# EXERCISE PASSAGE:
—————

If the heart muscle is weak, it can’t pump well — that’s Heart Failure (HF) (“CHF” for “Congestive Heart Failure” is the old term). It usually happens to the left side of the heart, which pumps blood throughout the body, but sometimes only affects the right side that pumps blood to the lungs (see Diagram — Anatomy of the Heart). There are a variety of causes:
- long-standing or severe Hypertension (high blood pressure)
- Heart Attacks (current, or previous)
- other heart diseases (damaged valves, Atrial Fibrillation, etc.)
- viral infections (Myocarditis)
- toxins (especially alcohol)
- various uncommon diseases
The main symptom of HF is new shortness of breath while walking or exercising. At night there’s often a cough that makes people sleep sitting up, or sudden shortness of breath that awakens them. The feet may swell.
We suspect HF if we hear crackles (“rales”) at the bottoms of the lungs, with a stethoscope. We might find swollen feet (subtle or obvious), prominent neck veins (hard to see), or hear certain sounds in the heart (“gallops” or “murmurs”).
Diagnosis is easily made by echocardiogram, which also helps distinguish among the sub-types of HF, which can help us pinpoint the cause. A blood test for the B-type Natriuretic Peptide (“BNP”) is a quick way to rule out HF if the test is normal.
Prognosis, i.e. what will happen to the patient, all depends on the cause and severity. Many patients with HF can have their disease controlled with a variety of medications, and avoiding salt. Those with very severe HF may have a defibrillator implanted in the heart, to prevent sudden death. Some need a heart transplant (some can’t qualify).

—————

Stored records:
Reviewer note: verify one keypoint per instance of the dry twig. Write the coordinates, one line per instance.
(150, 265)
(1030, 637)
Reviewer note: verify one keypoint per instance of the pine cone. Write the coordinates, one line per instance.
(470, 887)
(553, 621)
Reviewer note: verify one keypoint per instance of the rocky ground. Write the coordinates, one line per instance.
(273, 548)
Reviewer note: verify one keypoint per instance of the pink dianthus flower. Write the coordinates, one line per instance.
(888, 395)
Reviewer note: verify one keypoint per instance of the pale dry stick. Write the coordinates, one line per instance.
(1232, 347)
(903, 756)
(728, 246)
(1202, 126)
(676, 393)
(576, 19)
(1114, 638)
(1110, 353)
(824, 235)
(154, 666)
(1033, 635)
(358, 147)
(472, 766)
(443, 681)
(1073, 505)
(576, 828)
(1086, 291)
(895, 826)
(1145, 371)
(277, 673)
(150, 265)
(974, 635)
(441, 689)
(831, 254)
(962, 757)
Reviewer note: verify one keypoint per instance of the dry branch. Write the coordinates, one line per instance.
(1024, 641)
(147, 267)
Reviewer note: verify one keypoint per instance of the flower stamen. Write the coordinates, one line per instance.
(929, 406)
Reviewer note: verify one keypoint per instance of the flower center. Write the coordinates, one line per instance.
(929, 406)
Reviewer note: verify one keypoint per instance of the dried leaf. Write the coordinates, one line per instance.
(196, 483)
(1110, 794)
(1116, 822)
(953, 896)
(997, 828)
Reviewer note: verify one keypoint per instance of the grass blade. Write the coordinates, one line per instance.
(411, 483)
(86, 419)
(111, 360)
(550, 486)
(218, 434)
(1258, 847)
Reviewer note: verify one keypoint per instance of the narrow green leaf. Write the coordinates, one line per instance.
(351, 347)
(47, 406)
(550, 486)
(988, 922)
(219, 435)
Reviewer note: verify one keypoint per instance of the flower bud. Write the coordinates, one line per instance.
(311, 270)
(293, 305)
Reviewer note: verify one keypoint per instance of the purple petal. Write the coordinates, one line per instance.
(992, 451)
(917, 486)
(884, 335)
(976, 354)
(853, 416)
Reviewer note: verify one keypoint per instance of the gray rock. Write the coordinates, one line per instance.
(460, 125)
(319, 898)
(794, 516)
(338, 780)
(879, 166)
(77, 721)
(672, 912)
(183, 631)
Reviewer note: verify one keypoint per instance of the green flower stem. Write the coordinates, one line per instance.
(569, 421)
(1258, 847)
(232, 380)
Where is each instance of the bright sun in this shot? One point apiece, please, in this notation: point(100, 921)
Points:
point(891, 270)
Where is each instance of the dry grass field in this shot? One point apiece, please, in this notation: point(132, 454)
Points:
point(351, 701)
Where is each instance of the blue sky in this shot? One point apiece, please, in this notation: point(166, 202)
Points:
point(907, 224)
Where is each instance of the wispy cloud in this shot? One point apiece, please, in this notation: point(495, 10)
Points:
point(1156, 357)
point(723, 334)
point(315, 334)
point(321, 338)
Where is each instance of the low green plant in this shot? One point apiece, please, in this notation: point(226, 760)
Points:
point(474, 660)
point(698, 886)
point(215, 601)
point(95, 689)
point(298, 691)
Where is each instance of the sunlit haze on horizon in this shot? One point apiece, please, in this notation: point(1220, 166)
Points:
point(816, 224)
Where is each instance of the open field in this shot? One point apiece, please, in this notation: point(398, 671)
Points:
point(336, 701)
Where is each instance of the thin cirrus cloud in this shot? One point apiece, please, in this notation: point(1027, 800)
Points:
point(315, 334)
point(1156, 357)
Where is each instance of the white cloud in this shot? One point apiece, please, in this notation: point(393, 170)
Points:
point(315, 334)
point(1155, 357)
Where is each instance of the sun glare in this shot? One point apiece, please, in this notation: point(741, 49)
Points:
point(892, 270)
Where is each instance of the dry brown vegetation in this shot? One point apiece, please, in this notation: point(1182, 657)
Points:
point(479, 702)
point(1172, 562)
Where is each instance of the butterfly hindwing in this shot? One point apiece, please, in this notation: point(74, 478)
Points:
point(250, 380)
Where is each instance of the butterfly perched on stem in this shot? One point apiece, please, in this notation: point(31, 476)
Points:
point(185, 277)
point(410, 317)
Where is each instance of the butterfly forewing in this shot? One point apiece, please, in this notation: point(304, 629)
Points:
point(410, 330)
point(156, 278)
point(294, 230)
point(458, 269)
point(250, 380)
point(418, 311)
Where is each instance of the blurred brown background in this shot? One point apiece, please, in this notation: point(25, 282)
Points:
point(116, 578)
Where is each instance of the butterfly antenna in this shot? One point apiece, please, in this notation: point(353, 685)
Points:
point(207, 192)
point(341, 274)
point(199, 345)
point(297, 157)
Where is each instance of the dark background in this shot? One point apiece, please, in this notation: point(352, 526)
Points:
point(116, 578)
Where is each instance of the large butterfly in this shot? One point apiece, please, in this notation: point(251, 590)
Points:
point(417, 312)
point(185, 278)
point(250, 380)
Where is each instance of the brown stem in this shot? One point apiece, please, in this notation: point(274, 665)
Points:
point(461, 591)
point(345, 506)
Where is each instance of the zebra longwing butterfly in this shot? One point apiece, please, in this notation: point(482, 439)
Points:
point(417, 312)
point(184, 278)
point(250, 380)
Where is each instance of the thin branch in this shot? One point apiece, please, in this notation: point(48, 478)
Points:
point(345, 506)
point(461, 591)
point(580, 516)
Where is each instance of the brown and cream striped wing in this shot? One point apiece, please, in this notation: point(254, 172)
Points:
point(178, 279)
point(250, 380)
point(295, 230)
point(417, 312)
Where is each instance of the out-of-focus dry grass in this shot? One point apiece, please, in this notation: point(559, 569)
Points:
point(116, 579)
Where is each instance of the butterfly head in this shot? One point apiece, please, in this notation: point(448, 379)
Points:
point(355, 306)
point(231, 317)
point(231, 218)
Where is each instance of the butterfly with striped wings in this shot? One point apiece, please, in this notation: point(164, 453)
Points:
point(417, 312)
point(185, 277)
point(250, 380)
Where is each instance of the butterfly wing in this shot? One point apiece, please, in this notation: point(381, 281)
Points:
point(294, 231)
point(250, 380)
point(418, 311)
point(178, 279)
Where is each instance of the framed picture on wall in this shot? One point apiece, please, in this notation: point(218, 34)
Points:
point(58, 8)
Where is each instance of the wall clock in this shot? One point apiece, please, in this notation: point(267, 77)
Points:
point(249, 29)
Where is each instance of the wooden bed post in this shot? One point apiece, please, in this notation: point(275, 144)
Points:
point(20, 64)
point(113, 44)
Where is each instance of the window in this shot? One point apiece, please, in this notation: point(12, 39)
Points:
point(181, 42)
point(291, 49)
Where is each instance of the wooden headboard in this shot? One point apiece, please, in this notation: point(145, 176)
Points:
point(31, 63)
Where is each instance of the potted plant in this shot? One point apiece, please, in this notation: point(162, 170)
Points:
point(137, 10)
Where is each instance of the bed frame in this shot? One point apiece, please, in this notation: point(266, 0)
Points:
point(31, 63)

—————

# TASK:
List every cause of heart failure named in the heart failure text.

# WRITTEN RESPONSE:
- Long-standing or severe hypertension (high blood pressure)
- Heart attacks (current or previous)
- Other heart diseases (damaged valves, atrial fibrillation, etc.)
- Viral infections (myocarditis)
- Toxins (especially alcohol)
- Various uncommon diseases